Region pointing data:

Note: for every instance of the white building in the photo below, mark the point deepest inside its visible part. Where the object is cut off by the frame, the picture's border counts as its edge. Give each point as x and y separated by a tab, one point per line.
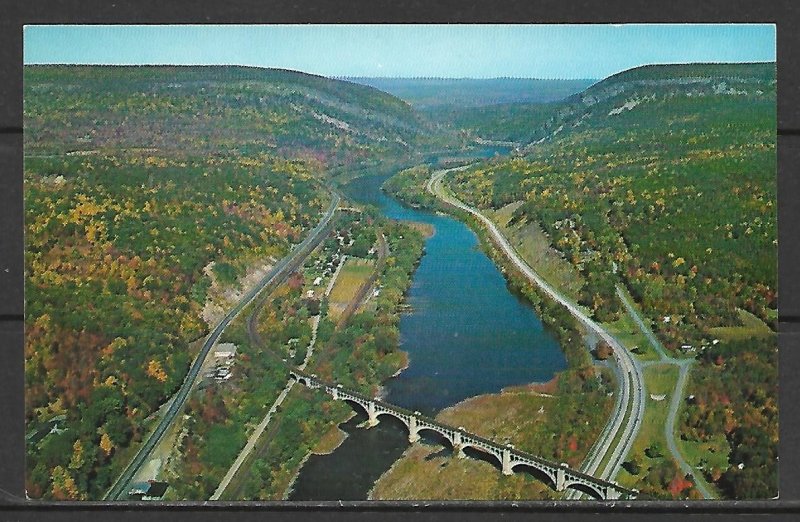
225	351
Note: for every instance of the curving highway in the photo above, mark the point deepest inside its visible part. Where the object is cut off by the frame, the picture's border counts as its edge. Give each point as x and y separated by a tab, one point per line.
617	438
283	267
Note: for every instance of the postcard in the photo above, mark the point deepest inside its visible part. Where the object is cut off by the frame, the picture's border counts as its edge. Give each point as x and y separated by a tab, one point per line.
400	262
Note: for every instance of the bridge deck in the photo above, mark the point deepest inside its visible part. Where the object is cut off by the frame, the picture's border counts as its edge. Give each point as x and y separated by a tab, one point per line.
428	420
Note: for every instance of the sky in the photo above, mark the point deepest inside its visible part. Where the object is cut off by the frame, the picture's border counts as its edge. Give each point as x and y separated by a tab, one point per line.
444	51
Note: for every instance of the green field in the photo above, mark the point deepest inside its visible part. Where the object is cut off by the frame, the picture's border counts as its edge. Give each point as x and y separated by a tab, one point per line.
354	273
752	326
659	379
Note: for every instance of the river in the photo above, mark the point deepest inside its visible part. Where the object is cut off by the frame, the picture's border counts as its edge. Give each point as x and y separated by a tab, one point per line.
467	335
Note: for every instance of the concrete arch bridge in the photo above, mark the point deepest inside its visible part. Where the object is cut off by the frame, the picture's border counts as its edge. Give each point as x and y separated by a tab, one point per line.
558	476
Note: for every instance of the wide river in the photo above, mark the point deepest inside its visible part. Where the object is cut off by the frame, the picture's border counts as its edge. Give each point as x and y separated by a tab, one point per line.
467	335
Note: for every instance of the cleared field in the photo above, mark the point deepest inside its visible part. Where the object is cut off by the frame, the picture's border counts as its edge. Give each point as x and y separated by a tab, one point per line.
534	246
355	273
660	379
752	326
626	331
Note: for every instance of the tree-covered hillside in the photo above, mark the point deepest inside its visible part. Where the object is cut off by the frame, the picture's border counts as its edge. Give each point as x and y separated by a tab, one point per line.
663	179
136	180
211	109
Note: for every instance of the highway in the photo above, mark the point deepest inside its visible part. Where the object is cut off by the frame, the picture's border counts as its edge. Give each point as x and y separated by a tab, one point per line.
631	380
684	366
282	268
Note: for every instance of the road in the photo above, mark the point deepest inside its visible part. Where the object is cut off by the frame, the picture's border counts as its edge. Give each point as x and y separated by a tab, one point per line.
632	388
253	439
282	268
366	286
684	366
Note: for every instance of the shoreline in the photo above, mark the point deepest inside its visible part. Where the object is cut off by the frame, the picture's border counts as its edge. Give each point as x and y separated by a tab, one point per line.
342	437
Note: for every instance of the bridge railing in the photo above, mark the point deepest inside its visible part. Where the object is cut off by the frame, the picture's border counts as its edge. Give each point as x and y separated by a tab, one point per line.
478	438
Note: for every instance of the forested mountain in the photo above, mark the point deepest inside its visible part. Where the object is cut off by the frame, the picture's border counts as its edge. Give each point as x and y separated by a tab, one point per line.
649	84
221	109
136	179
432	94
663	179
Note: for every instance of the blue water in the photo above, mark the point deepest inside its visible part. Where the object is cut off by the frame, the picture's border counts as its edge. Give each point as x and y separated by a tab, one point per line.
467	335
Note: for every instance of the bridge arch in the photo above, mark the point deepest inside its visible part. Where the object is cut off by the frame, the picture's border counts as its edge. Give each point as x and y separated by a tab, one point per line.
494	457
585	488
362	407
536	472
438	434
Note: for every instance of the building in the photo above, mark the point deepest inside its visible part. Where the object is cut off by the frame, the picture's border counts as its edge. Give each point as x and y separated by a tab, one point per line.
148	490
225	351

● Instructions for the task
Excluding pictures, print all lines above exactly.

● Expected output
Note: for every instance of the white building in the photo below, mark the point deepest inside its visible part. Where the object is cut off by the frame, the picture's border counts as its edge. Give each point as x and y separated by a tab, one point per line.
225	351
Note: for every instance of the curving highway in the photo above, mark the point deepest inside its visible part. Where the object is cut off by the frame, the picture's border counts as its edge. Give each point as x and y separated by a tab, one point per line.
617	438
283	267
Note: for every instance of the postcard in the photo above, mark the point deepest inside its visible part. Where the object is cut off by the frame, the picture's border counts as its edge. Give each point as x and y separated by a tab, one point per line.
400	262
Note: for every instance of the bridge deck in the photo above, mark the point deepest inside its visible part. Where the object is cut off by the frame, the picture's border counts as its edge. Give each point as x and y separated by a tab, one point per line.
428	420
Note: for every instance of the sky in the photo above, mark the point deepest inside its visible part. Where the object is cut off by the frame, the picture's border counts as its edge. Give each point as x and y separated by a tab, one point per line.
444	51
Note: for every instance of the green field in the photo above, mark the point deepest inside its visible part. Where the object is cut off by the frame, the picture's border counts as its edge. Give each point as x and y separated by a tab, one point per line.
354	273
752	326
659	379
Note: for every instance of the river in the photo above, mark the point deepest inside its visible part. Where the object is cut off by the frame, the picture's border counts as its edge. Give each point as x and y separated by a tab, one point per line.
467	335
Note: for every instance of the concrete arch bridge in the photo above, mark the point deepest inside its visible part. Where the object is cut off by the frame, the picture's border counts as its edge. Give each point as x and y separated by a tab, one point per line.
558	476
Note: for every instance of the wide river in the photo above, mark the point deepest inside its visible part. Where the object is cut off by the frame, the picture's border counts as its edge. Give each point as x and y separated by a tab, one point per line.
467	335
Note: for every instance of the cleared field in the photo above, mark the point deepest inside its visible part. Where the object is cut off by the frame, the picture's border counts as its edge. Give each point as x and y separated by a tab, one point per line.
534	246
355	273
660	379
752	326
626	331
Note: for every instance of the tree-covered hillside in the photo above, mark the point deepest inside its visible part. Where the object is cut off by the frame, the picture's border counts as its edge. Give each point as x and y separated by a tab, one point per line.
663	179
136	180
211	109
Note: for every instance of the highway in the photo above, mark the point deepest inside its visible part. Where the object is cut off by the frame, the picture's border counts as its edge. Give each point as x and y separated by a tab, one point per line.
631	380
684	366
282	268
Note: for every instance of the road in the photo above, mark the point deepest inside its visible part. Where the object is cut off by the frame, the picture's border counts as its edge. Give each point as x and y separated by a tab, one point per line.
632	388
253	439
282	268
366	286
684	366
Note: for every instance of the shoreline in the photo above, mark the point deepest inside its visible part. Where the object is cut off by the frame, the picture's border counts as its edge. Give each point as x and y separated by a tab, one point per line.
342	437
Note: for every instance of the bridge railing in the photo above, mark the point deepest inside its visible part. Where the object is cut off by the frame, the picture's border counts as its edge. Give each point as x and y separated by a tab, one point per line.
478	438
Note: for every instance of the forested mountain in the photo above, mark the point deepest inside its visible part. Where the object is cut off by the frame, the picture's border counts as its edge. Give each point as x and y separated by a tab, one point per line.
649	84
221	109
136	179
432	94
663	179
Note: for every instance of the blue water in the photo above, mark the point deepest inside its visible part. Where the object is cut off by the frame, the picture's border counts as its edge. Give each point as x and y separated by a tab, one point per line.
467	335
Note: for every instance of the bridge arch in the photo above, mark the point deepest inside its visible part. Where the object is cut off by the frame, the picture's border counts as its edge. Give each point as x and y separated by a tab, one point per line.
494	457
585	488
362	407
536	472
438	434
Note: for every instance of the building in the photo above, mark the point deepest inside its visible part. Where the object is cut off by the frame, the picture's border counts as its edge. Give each point as x and y separated by a tab, one point per line.
148	490
225	351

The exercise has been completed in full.